___ DATA RECORDS

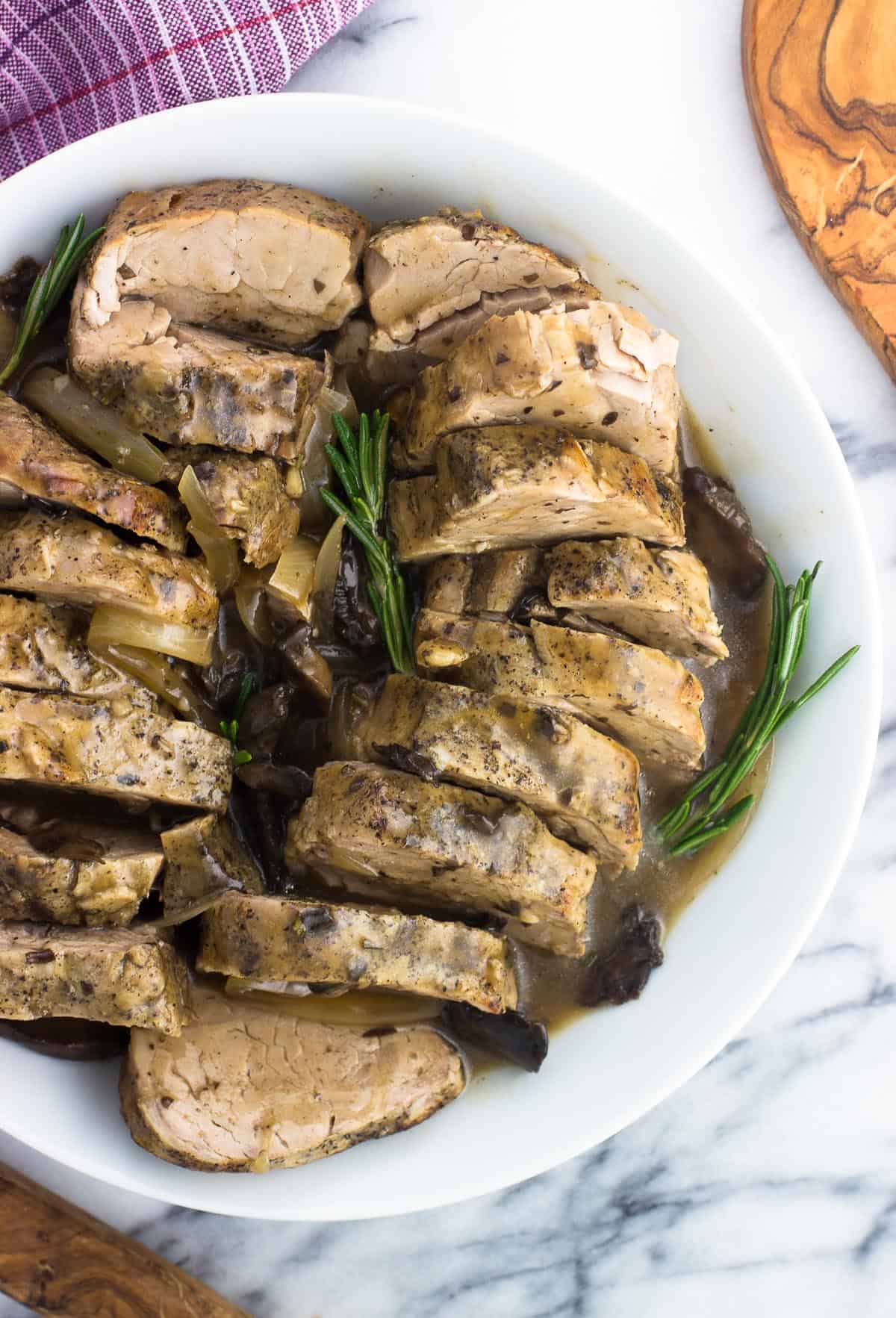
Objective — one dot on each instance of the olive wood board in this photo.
(821, 86)
(58, 1261)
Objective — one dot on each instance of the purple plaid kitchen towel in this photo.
(69, 67)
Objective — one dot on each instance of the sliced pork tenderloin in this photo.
(248, 1087)
(77, 562)
(111, 749)
(420, 272)
(205, 860)
(641, 696)
(603, 373)
(196, 387)
(123, 977)
(658, 596)
(517, 485)
(246, 496)
(256, 258)
(391, 836)
(488, 584)
(580, 782)
(44, 647)
(287, 942)
(37, 460)
(79, 875)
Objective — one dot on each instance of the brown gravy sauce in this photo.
(667, 885)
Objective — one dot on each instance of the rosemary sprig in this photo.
(766, 713)
(360, 463)
(231, 727)
(50, 284)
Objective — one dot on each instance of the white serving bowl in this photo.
(735, 942)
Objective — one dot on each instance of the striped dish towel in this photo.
(69, 67)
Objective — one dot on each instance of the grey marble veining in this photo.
(767, 1185)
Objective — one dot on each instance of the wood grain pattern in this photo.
(821, 84)
(62, 1261)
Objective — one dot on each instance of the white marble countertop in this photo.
(767, 1184)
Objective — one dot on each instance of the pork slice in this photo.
(515, 485)
(249, 1088)
(258, 258)
(37, 460)
(384, 363)
(659, 596)
(284, 942)
(77, 562)
(102, 747)
(205, 860)
(418, 272)
(44, 647)
(392, 836)
(580, 782)
(123, 977)
(601, 372)
(641, 696)
(246, 496)
(196, 387)
(489, 584)
(90, 875)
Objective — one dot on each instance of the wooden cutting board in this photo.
(60, 1261)
(821, 84)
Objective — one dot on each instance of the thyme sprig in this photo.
(766, 713)
(49, 286)
(361, 461)
(231, 727)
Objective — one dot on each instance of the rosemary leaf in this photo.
(361, 470)
(48, 289)
(767, 712)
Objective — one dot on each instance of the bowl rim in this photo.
(571, 1142)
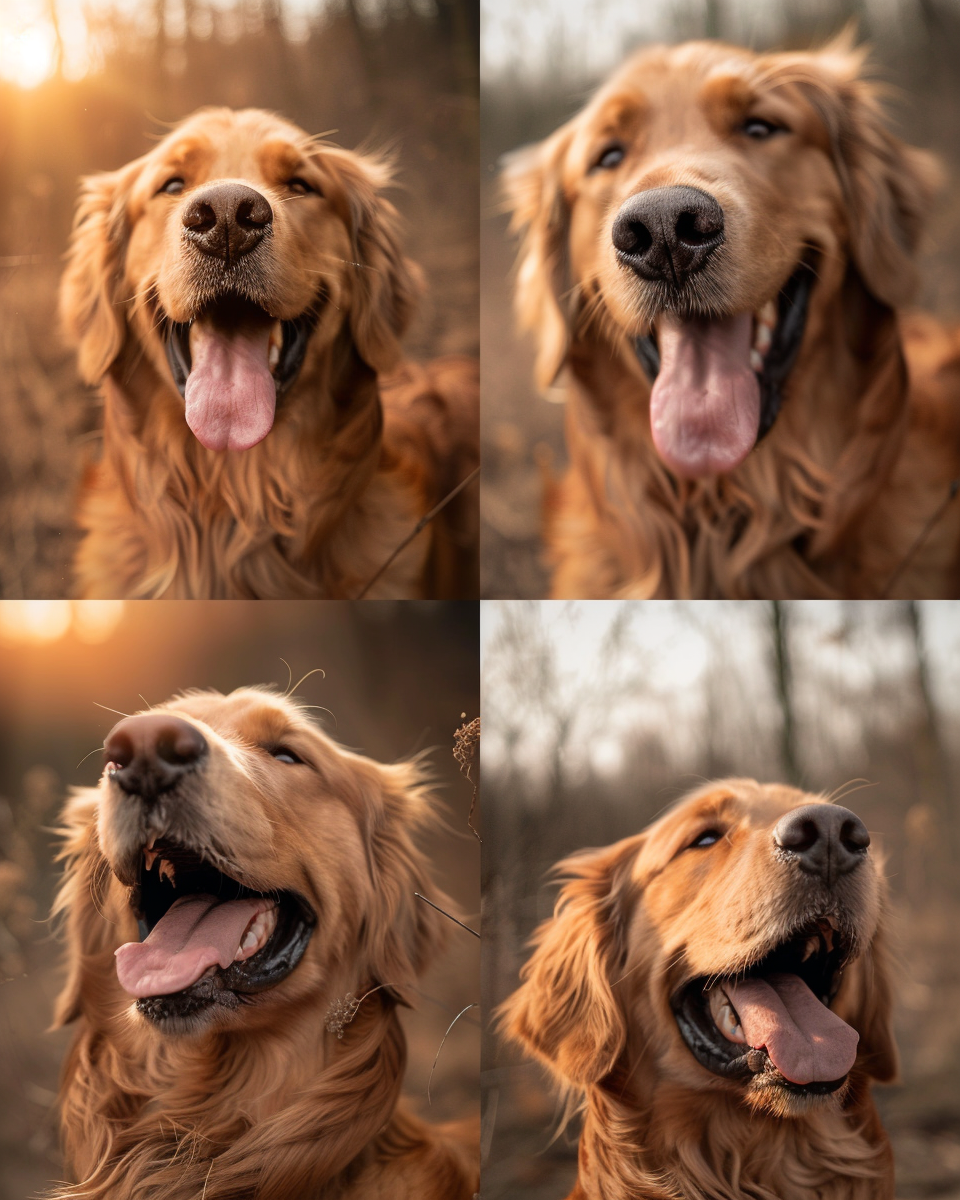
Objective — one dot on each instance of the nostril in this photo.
(695, 229)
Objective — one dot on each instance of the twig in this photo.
(447, 915)
(430, 1080)
(421, 525)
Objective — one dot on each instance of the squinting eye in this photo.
(283, 754)
(611, 157)
(756, 127)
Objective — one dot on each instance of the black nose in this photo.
(149, 755)
(667, 233)
(825, 839)
(227, 220)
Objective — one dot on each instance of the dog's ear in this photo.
(534, 195)
(82, 901)
(565, 1012)
(888, 186)
(90, 301)
(387, 285)
(865, 1002)
(401, 935)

______

▶ _PROBLEM REQUIREMENTS_
Copy the data character for character, but drop all pictures from the copy.

▶ _COMPLETED EXERCISE_
Objective — one dot on each instance of the olive wood board in this photo.
(821, 86)
(58, 1261)
Objective — one dot on each instance of the purple plaid kitchen towel in this photo.
(69, 67)
Objective — one dot on each instance of the sliced pork tenderloin in this photo.
(248, 1087)
(77, 562)
(111, 749)
(420, 272)
(205, 860)
(641, 696)
(603, 373)
(196, 387)
(123, 977)
(658, 596)
(517, 485)
(246, 496)
(256, 258)
(391, 836)
(488, 584)
(580, 782)
(44, 647)
(287, 942)
(37, 460)
(79, 875)
Objective — one dot on each instance of the brown gravy sauce in this photo.
(667, 885)
Objective — one dot on each instance of the rosemary sprig in this photo.
(766, 713)
(360, 463)
(231, 727)
(50, 284)
Objective — one dot on each instance of the white serving bowl in this photo.
(735, 942)
Objective — one dot on each instance of the striped dish towel in this photo.
(69, 67)
Objective — one dot on each instance of the grey marble veining in this photo.
(767, 1185)
Objective — one dot on each instance of the wood grain pattern in this photo.
(821, 84)
(62, 1261)
Objective — one dot on each instance of the white marble countertop in this photo.
(767, 1184)
Objective — one dot on each instance of the pork slice in this photo.
(515, 485)
(249, 1088)
(258, 258)
(37, 460)
(384, 363)
(659, 596)
(284, 942)
(77, 562)
(102, 747)
(205, 860)
(418, 272)
(44, 647)
(392, 836)
(580, 782)
(123, 977)
(601, 372)
(641, 696)
(246, 496)
(196, 387)
(489, 584)
(90, 875)
Objective — one dot on each instance of the wooden cutting board in this photo.
(60, 1261)
(821, 84)
Objective — one dot on each instance of the thyme sprig in this photo.
(766, 713)
(49, 286)
(361, 461)
(231, 727)
Objective — one dot on each instance of the rosemary leaf in this photo.
(361, 470)
(48, 289)
(767, 712)
Objective — one dot on each instance of the bowl rim in this photo.
(571, 1142)
Objective — one dot on each instance of the nostril in this photo.
(695, 229)
Objective — one dot on each instance of the twig in this photo.
(447, 915)
(430, 1080)
(421, 525)
Objective — one dot on each instance of the squinting eye in this photo.
(283, 754)
(611, 157)
(756, 127)
Objective — one dot on each instance of the black nose in this photo.
(149, 755)
(667, 233)
(825, 839)
(227, 220)
Objective — one dot on each instance of the dog's ear in this photo.
(534, 195)
(82, 901)
(565, 1012)
(888, 186)
(90, 301)
(387, 285)
(865, 1002)
(401, 935)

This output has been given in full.